** Opening Supplied material block **

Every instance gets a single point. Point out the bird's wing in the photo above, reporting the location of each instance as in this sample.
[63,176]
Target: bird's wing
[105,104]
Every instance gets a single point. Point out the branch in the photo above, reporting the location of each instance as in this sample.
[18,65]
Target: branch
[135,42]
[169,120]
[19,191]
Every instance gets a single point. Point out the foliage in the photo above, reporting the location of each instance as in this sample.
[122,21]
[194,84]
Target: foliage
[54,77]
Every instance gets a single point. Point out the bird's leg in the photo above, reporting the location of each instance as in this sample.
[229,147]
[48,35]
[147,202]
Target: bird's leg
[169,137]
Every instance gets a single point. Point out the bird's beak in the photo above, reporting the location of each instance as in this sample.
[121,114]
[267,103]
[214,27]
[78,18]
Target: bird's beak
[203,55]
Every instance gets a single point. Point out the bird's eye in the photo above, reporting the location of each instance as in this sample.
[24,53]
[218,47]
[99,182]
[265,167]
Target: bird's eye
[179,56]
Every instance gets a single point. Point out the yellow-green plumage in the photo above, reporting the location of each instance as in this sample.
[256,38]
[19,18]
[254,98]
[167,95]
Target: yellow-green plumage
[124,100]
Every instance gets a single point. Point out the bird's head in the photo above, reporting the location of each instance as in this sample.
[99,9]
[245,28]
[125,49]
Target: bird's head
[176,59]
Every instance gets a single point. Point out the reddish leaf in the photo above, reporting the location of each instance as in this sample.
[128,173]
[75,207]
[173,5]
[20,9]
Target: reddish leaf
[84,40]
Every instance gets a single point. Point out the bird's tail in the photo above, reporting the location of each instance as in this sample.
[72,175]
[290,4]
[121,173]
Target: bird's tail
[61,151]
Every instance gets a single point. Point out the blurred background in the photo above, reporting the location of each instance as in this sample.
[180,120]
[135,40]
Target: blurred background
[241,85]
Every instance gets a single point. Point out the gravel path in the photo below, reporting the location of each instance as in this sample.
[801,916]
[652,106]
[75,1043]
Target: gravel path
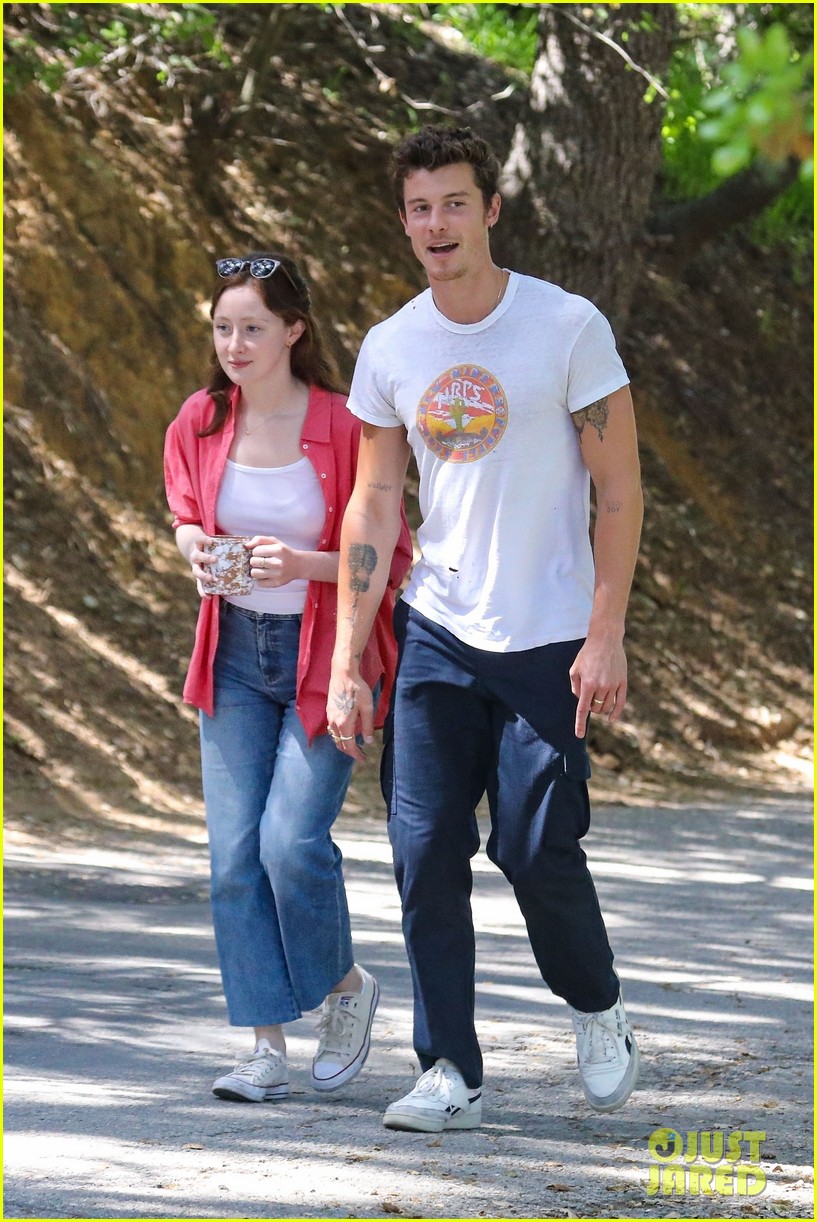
[116,1029]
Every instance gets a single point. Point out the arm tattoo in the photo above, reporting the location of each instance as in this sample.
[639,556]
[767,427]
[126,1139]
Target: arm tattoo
[595,414]
[363,561]
[344,700]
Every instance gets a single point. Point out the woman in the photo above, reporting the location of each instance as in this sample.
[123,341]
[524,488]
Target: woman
[269,451]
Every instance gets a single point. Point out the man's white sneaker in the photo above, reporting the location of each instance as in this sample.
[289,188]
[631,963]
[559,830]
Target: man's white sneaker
[261,1077]
[441,1100]
[608,1056]
[344,1033]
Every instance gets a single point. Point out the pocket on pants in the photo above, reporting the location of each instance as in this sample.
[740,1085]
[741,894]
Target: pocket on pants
[577,761]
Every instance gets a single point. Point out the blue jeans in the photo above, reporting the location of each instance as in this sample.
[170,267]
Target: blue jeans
[279,901]
[465,722]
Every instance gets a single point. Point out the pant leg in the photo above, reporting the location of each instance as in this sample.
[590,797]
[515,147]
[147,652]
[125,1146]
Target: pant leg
[540,812]
[302,862]
[238,749]
[434,779]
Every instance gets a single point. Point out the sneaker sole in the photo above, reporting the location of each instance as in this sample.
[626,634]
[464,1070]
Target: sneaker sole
[354,1068]
[252,1094]
[619,1096]
[409,1122]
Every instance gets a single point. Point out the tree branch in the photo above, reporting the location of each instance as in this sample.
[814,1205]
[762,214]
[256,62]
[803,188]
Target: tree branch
[683,229]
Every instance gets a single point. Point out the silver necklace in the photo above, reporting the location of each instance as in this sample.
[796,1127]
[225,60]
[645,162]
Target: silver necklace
[280,416]
[502,286]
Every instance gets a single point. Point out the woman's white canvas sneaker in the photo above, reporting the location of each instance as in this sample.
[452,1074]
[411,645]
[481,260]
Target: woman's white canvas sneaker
[261,1077]
[440,1100]
[608,1056]
[344,1031]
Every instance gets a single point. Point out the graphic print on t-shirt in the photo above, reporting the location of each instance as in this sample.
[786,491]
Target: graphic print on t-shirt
[463,414]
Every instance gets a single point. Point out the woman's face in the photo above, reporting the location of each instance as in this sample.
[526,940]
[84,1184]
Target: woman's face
[252,342]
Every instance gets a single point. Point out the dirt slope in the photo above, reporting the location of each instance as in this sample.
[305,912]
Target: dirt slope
[111,223]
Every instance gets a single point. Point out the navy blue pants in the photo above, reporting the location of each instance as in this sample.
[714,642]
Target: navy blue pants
[465,722]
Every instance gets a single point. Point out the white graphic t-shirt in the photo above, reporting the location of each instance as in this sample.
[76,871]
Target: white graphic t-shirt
[504,495]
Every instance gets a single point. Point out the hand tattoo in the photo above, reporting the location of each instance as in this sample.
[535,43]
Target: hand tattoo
[596,414]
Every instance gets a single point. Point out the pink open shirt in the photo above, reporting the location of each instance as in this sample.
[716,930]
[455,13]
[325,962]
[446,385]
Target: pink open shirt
[193,471]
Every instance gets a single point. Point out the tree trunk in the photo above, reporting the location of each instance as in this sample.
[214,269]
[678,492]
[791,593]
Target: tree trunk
[578,182]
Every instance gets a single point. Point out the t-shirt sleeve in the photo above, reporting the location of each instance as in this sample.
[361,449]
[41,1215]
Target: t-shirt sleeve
[595,368]
[369,395]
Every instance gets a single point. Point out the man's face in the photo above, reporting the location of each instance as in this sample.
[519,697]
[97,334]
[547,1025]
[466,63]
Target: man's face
[446,220]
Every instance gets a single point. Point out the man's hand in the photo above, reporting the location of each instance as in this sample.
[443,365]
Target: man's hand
[599,680]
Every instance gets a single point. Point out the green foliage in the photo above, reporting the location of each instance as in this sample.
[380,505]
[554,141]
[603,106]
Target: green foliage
[502,32]
[739,84]
[54,44]
[762,108]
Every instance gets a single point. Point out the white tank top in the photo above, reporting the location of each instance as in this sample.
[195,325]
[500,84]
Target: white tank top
[282,501]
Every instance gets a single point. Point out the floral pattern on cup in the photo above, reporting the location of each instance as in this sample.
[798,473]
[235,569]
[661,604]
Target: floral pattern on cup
[231,571]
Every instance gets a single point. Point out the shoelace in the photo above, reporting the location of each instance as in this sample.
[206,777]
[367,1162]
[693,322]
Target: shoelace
[599,1042]
[255,1064]
[335,1029]
[435,1083]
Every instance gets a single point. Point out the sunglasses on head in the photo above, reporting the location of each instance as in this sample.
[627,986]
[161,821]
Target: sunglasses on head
[259,269]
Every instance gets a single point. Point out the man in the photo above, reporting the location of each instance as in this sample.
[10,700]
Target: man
[513,397]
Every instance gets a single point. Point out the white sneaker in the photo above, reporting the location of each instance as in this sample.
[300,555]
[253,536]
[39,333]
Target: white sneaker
[264,1075]
[608,1056]
[441,1100]
[344,1030]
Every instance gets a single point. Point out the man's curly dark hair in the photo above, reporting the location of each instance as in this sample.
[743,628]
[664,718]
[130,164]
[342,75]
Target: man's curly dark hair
[436,146]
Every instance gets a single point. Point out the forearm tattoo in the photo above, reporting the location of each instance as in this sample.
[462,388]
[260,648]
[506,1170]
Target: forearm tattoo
[596,414]
[363,561]
[344,700]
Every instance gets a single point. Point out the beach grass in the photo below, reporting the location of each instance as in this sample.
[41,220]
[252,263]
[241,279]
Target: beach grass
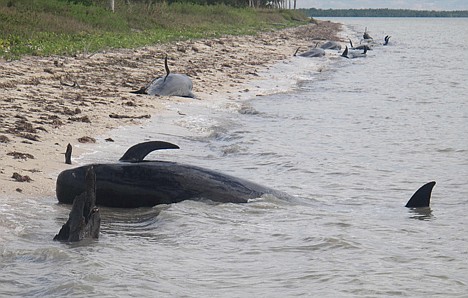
[59,27]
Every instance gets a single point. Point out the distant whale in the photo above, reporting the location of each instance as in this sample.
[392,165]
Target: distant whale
[422,197]
[331,45]
[316,52]
[386,39]
[173,84]
[134,182]
[350,54]
[360,47]
[366,35]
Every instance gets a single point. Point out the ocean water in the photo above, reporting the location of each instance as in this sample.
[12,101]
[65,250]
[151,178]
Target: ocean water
[351,140]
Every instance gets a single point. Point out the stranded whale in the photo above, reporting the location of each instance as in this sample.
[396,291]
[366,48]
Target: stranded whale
[354,54]
[315,52]
[173,84]
[134,182]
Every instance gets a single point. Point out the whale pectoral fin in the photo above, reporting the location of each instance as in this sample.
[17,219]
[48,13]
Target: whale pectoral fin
[139,151]
[422,197]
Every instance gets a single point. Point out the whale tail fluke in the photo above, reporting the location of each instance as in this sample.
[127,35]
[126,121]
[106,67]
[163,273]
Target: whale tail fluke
[139,151]
[422,197]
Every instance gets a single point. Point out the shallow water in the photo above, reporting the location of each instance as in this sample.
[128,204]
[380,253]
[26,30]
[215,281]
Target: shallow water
[350,139]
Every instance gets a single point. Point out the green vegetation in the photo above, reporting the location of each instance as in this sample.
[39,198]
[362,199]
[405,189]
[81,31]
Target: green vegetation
[384,12]
[68,27]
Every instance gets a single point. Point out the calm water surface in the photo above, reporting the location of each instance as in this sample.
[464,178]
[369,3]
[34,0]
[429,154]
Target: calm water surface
[350,139]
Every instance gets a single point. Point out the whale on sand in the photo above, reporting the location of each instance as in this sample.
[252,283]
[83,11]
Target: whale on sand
[134,182]
[173,84]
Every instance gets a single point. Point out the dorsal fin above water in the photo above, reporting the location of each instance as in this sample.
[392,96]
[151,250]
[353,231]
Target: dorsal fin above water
[139,151]
[345,53]
[422,197]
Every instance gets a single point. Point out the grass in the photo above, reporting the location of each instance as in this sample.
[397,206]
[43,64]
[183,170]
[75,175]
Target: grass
[58,27]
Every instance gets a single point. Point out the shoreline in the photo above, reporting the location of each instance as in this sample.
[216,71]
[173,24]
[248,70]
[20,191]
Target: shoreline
[49,102]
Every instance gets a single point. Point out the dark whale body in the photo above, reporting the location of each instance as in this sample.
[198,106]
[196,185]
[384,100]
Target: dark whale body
[133,182]
[172,84]
[422,197]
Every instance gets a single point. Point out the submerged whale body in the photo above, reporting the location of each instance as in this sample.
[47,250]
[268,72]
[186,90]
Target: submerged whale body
[354,54]
[316,52]
[134,182]
[422,197]
[331,45]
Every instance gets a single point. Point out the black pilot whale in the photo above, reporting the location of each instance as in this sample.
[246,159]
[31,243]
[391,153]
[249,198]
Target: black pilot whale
[134,182]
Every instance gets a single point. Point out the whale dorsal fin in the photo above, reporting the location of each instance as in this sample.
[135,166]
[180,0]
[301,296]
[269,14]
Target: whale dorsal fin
[167,68]
[139,151]
[345,53]
[422,197]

** Closing Supplied material block **

# [Problem to solve]
Please give the number of lines above in which the word "below" appears, without any other text.

# [Expected answer]
2